━━ Bereitgestellte Einträge ━━

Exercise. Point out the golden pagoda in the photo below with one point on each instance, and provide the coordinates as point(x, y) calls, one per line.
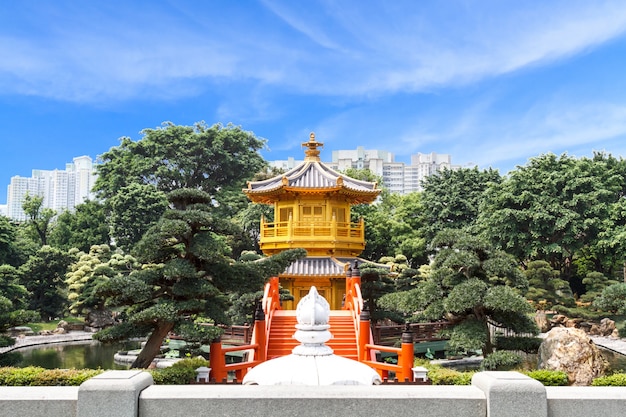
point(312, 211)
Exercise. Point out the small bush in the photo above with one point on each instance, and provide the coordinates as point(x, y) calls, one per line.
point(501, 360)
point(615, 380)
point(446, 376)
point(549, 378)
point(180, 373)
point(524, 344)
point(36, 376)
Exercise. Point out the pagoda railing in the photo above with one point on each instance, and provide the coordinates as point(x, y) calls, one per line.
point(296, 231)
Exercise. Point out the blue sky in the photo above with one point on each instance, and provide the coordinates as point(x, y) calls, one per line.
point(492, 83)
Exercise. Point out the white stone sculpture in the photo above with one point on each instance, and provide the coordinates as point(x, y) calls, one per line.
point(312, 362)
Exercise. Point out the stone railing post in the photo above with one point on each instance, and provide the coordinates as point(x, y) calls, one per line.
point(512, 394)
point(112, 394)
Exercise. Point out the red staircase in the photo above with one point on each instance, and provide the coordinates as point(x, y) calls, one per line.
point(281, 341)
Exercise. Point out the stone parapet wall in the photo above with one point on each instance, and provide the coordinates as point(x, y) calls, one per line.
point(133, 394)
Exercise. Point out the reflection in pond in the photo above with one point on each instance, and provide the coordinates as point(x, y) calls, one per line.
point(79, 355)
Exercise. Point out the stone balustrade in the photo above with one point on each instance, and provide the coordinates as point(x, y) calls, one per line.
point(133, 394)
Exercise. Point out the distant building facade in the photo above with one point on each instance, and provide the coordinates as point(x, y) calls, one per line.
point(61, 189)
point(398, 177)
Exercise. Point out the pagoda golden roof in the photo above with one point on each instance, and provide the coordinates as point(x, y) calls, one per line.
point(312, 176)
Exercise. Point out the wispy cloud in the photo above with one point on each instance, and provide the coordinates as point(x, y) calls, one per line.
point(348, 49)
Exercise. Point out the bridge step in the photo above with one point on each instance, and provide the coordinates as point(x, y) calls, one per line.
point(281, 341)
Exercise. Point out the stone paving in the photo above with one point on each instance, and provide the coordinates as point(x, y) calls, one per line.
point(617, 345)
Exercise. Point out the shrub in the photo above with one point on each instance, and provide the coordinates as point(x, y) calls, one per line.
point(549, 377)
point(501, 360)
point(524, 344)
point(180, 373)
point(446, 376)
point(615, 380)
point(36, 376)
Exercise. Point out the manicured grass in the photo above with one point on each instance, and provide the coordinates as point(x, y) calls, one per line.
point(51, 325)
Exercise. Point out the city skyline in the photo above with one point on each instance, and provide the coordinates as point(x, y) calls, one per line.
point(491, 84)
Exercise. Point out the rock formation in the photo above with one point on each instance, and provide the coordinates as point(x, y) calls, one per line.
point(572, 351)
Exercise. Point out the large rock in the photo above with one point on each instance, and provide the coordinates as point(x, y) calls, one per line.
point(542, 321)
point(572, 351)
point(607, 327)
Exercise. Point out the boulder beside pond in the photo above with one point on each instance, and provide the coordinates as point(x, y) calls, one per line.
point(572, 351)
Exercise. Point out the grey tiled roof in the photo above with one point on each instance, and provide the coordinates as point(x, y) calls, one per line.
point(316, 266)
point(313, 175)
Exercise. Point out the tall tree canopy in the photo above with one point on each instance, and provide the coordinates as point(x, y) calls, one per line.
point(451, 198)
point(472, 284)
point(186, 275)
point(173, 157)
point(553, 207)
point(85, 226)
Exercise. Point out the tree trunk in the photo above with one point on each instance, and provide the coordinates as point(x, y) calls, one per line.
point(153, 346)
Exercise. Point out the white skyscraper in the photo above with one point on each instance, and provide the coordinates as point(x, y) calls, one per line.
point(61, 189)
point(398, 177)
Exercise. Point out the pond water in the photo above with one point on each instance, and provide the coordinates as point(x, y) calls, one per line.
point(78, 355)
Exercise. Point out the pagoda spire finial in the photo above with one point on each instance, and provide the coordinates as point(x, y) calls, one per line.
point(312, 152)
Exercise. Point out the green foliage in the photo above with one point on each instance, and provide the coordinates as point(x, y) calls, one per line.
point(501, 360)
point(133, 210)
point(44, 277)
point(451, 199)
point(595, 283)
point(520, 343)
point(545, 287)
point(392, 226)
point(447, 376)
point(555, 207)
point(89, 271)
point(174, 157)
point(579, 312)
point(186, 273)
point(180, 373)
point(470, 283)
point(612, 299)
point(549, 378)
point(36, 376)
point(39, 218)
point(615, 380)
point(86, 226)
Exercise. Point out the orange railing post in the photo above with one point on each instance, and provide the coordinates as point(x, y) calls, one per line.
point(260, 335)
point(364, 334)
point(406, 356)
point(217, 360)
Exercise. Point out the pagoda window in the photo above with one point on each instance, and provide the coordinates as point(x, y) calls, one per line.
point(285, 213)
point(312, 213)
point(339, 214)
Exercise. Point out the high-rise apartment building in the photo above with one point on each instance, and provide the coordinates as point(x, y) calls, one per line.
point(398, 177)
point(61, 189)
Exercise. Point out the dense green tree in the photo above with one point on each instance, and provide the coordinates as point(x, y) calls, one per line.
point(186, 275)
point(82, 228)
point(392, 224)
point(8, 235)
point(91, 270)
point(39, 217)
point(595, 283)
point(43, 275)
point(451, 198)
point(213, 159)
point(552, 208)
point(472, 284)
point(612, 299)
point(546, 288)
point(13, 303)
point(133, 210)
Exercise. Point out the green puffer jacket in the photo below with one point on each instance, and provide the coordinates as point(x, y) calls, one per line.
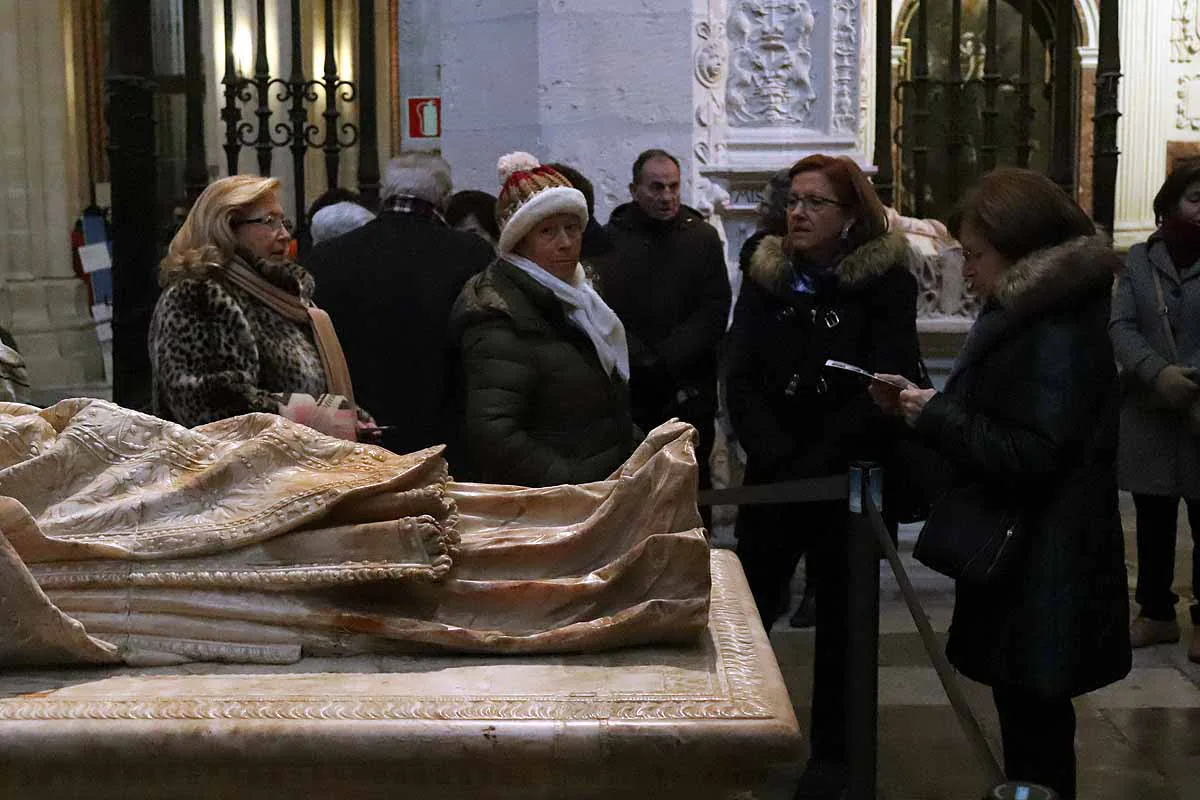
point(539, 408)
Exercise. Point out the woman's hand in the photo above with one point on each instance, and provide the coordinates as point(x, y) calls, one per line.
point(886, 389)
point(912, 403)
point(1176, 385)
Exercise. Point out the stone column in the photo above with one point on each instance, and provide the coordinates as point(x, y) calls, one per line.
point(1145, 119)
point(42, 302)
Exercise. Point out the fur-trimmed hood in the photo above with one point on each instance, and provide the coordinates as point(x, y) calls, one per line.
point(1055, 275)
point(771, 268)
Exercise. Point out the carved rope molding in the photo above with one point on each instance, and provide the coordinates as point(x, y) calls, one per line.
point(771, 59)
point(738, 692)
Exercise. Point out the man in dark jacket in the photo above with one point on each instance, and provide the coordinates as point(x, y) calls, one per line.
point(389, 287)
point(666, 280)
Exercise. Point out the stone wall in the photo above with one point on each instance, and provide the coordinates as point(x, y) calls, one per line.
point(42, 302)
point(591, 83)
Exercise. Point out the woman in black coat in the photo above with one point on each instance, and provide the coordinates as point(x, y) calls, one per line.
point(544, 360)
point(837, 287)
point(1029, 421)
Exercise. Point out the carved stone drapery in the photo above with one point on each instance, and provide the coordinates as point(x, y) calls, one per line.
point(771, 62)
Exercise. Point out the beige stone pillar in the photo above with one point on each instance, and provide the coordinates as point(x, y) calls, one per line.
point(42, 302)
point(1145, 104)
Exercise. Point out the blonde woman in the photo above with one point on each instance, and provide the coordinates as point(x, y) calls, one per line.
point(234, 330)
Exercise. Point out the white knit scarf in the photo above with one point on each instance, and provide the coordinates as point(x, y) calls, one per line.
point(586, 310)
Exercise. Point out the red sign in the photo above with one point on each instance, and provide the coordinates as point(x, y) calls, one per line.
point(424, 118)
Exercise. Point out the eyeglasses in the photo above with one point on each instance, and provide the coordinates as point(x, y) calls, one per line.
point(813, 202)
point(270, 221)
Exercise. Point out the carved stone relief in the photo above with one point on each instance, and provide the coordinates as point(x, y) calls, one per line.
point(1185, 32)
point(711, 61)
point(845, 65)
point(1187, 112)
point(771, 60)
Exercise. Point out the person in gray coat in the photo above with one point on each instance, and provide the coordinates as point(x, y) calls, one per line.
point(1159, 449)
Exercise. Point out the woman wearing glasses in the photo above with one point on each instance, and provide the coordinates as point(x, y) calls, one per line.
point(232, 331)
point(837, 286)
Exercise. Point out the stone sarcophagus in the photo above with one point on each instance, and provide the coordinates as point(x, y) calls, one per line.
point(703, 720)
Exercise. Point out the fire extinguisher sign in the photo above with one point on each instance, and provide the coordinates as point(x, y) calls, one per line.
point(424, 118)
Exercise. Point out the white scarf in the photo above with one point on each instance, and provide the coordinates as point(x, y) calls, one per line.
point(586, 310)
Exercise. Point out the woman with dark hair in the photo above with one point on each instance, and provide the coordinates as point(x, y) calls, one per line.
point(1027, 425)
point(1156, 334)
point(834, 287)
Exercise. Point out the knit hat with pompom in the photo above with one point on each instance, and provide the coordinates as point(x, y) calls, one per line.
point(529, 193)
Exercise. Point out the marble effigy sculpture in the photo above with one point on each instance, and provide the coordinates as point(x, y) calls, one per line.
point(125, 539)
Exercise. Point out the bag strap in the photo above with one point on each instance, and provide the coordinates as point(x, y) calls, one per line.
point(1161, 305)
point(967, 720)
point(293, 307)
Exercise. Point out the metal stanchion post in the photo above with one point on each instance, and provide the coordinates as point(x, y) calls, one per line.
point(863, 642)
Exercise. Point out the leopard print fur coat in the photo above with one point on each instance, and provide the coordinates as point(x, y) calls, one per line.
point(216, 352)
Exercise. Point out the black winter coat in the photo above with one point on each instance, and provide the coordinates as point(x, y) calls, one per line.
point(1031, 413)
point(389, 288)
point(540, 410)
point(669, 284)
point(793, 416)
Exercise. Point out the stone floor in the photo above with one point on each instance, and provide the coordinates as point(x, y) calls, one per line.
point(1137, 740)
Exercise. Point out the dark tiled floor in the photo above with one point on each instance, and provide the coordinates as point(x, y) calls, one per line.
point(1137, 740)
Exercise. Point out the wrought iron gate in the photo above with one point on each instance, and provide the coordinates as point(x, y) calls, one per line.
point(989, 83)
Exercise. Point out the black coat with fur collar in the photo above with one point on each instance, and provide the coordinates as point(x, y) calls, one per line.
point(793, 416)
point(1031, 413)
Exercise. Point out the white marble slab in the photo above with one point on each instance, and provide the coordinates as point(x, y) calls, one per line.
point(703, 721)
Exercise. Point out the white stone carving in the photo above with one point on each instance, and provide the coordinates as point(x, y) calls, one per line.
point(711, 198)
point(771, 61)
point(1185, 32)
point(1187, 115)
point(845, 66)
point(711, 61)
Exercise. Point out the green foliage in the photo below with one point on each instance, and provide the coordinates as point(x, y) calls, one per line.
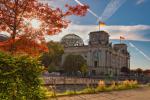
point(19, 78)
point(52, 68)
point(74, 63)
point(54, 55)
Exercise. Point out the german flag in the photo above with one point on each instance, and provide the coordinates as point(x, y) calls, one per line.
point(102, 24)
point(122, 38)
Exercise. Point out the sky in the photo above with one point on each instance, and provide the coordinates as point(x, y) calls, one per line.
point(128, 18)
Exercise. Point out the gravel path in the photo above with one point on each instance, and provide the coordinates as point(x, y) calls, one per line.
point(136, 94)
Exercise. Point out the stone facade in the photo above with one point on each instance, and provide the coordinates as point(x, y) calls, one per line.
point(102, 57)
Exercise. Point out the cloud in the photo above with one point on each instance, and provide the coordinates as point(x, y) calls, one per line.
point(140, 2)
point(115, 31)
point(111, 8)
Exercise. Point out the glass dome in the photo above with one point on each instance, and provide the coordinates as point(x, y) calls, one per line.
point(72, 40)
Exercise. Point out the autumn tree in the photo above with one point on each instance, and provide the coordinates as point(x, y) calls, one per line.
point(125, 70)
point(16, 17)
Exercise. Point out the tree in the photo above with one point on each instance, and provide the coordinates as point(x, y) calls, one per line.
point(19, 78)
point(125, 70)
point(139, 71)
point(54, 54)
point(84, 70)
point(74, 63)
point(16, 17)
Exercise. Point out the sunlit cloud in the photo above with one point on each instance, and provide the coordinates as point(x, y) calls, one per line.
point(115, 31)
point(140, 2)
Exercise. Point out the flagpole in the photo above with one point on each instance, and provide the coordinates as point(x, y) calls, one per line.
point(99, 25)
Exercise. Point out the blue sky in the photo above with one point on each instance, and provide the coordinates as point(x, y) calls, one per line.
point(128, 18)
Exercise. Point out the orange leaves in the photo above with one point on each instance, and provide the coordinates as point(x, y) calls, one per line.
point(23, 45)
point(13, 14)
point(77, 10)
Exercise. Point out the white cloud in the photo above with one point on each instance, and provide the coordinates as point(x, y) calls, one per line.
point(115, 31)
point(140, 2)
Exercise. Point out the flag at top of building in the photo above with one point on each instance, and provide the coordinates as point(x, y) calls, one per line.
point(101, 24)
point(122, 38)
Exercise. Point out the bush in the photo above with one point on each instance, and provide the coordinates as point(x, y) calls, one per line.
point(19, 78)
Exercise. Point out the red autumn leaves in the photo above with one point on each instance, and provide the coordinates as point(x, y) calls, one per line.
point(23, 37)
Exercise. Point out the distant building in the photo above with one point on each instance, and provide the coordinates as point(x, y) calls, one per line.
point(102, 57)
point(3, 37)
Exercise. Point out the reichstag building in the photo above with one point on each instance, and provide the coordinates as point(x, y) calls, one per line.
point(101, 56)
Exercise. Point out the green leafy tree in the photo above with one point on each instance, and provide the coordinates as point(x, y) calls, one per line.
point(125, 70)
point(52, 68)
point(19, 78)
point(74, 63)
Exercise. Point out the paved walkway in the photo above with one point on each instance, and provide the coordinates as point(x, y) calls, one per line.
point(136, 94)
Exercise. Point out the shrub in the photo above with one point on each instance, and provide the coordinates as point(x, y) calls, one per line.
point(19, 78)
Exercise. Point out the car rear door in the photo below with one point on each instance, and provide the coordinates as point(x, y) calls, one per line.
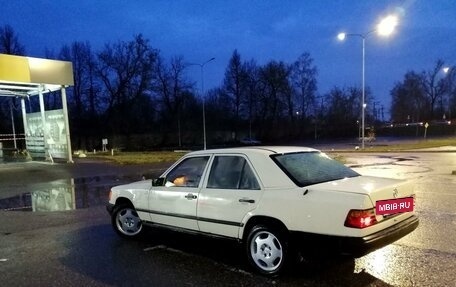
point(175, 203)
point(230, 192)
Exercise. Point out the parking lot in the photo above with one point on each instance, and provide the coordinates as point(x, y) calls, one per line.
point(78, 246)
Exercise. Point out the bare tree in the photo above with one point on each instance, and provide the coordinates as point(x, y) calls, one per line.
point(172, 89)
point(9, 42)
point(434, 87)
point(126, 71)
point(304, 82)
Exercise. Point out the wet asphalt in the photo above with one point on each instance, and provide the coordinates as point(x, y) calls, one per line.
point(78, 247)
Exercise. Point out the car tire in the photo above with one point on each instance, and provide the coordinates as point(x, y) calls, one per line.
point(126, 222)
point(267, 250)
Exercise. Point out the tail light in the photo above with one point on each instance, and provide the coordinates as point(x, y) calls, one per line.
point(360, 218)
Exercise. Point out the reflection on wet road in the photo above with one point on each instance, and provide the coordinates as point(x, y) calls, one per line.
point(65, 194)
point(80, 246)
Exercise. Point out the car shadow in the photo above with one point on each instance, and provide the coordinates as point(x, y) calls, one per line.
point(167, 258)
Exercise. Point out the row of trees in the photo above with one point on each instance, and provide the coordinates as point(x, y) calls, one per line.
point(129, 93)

━━━

Zu befolgende Anweisungen: Gib bitte den Abschnitt des Materials oben wortgetreu wieder, der mit dessen erster Zeile beginnt und mit der Zeile endet, die „point(312, 211)“ enthält; beide Enden gehören dazu. Lass die Bilder in deiner Antwort weg.

Vollständige Antwort:
Exercise. Point out the golden pagoda in the photo below with one point on each instance, and provide the coordinates as point(x, y) calls, one per line.
point(312, 211)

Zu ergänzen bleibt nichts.